*** Opening QUOTED PASSAGE ***
The internet and new media have changed marketing from a monologue to a two-way dialogue between companies and customers. That’s according the Philip Kotler, the father of modern marketing.
“The old marketing was a monologue,” he told Marketing Age in a recent interview. “That doesn’t work today. It’s a whole different attitude now, so companies have to drop the mindset that we’re going to spend all our money telling you about our products, rather than spending our money on learning about our customers.
“On your website, do you ask your customers to go to your website to ask for more information about your products, for more suggestions about them? Have you asked, ‘How would you challenge our company to make products that you want?’”
Kotler says companies need to wake up and listen to their lead users. “There are customers we call lead users of our products, especially in B2B [business-to-business], who not only buy your products, but they change them altogether. A lead user is one who says, ‘You still have the best products, but they could do better for us’. It’s like a surgeon who says he’s in danger of dropping the scalpel because it’s all metal, and asks can’t we put rubber around it so he doesn’t keep dropping it on the floor. You need to listen to that.
*** Closing QUOTED PASSAGE ***
YOUR TASKS
[1] In the Kotler interview, what have the internet and new media changed marketing from, and into what?
[2] Continue the Kotler interview from its last sentence.
*** Opening DATASET CONTENT ***
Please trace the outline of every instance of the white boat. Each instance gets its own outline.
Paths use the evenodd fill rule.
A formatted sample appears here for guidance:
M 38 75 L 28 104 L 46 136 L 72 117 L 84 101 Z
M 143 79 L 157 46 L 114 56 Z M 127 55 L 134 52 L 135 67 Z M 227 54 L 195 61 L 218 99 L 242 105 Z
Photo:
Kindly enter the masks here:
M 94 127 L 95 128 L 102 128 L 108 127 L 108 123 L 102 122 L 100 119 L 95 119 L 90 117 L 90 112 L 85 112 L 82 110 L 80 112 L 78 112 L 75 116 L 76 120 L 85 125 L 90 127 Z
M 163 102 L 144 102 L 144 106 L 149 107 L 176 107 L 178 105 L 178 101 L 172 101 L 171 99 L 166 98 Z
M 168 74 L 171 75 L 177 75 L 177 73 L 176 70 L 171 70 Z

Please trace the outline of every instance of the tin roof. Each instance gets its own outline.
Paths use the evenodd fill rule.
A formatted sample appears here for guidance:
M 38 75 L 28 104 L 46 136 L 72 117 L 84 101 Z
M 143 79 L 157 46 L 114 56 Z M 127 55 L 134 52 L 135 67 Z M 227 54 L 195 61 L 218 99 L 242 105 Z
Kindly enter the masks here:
*** Closing DATASET CONTENT ***
SOLVED PROBLEMS
[1] From a monologue to a two-way dialogue between companies and customers.

[2]
“In fact, there are some guys who tinker with the MRI scanners that are made by General Electric or Siemens so they do a better job of looking into the body. These lead users really lead us to the next iteration of our products or services, and show us things we weren’t capable of seeing ourselves. This kind of customer engagement is vital.”
It all goes towards the concept of brand communities, says Kotler. “It’s one thing to have a well-known brand. That does not mean you have a brand community. Let me distinguish. I would say that Apple has a brand community – people who, if I tell you I have an Apple and you tell me you have one too, we’ve got a lot to talk about. If you say you use Crest toothpaste, and I say I do, there is nothing to talk about.
“The companies that have brand communities are Apple, Nike, Lego, Harley Davidson, South West Airlines – companies that I say are dear to us. When we meet someone else who is also a customer of that company, there’s a lot to talk about and exchange. That’s when you’ve really arrived, and people want news about you. They even tick that box that says, ‘Would you like to get some announcements that we make?’.”
It all fits in with the concept of co-creation that is going on in truly innovative companies, says Kotler. “It’s like when you say we have a consumer panel and we’re using them in a focus-group way. We tell them, ‘Please get on your computer at 2.30 because we’ve a new product and we’d like to get your opinion’.
It’s all about getting focus groups and panels together who ‘love’ you and want to offer their opinion, says Kotler, from feedback on products to feedback on advertising campaigns. “The companies that are doing that, I’d buy stock in those companies!,” he says.